BRIEF: Below this line is the material. Write out only its lines from the one containing "Target: woman's arm" through the one containing "Target: palm tree", both kept, exactly.

---------- THE DATA ----------

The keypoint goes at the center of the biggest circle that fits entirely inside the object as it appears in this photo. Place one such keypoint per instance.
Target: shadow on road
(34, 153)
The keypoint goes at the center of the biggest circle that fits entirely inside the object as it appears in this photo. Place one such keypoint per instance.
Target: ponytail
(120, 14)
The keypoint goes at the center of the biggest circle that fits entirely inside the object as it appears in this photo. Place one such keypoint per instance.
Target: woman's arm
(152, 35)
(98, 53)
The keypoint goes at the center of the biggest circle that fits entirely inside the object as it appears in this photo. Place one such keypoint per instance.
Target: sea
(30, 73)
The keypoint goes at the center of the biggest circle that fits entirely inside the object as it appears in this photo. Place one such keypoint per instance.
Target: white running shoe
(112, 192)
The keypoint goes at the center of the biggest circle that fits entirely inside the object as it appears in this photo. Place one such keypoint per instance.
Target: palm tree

----------
---------- THE DATA ----------

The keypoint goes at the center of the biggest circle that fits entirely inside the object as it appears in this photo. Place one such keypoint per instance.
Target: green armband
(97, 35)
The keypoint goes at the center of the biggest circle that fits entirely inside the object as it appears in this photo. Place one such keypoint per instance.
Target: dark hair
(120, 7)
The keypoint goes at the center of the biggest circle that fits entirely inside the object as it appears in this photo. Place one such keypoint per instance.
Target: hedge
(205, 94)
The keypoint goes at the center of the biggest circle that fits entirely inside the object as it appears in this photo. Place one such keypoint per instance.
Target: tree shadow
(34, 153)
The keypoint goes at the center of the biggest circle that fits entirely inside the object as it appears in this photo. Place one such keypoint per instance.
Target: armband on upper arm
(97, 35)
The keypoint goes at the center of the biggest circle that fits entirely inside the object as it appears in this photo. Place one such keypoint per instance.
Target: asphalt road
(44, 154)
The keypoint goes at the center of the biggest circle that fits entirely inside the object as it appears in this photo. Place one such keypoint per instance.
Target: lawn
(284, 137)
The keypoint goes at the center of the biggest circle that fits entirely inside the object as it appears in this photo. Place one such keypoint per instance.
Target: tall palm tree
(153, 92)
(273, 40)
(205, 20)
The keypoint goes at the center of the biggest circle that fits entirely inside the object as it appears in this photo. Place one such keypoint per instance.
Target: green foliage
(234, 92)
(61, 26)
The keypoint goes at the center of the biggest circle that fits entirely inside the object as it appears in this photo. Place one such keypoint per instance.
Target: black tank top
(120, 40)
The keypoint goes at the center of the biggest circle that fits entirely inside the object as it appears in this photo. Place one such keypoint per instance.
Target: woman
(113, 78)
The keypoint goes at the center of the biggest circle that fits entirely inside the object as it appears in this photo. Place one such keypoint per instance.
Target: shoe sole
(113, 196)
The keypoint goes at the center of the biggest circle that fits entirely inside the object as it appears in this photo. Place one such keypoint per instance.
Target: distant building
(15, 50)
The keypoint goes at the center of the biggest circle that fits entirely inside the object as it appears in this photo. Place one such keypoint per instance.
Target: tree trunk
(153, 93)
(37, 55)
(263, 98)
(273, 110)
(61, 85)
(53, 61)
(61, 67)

----------

YOUR RESPONSE:
Target: woman's arm
(152, 35)
(98, 53)
The keypoint goes at the center of the biggest circle that fits entirely inside the object as it appears in this photo. Place one such keypoint per instance.
Target: sea
(30, 73)
The keypoint goes at the center of the biggest circle that fits entirely inside the object as it appears in this photo. Place one such keypoint per instance.
Target: white running shoe
(112, 192)
The keypoint goes at the center of the biggest circle that fits entirely inside the object as it appears in this photo. Place one such keypoint per instance.
Target: palm tree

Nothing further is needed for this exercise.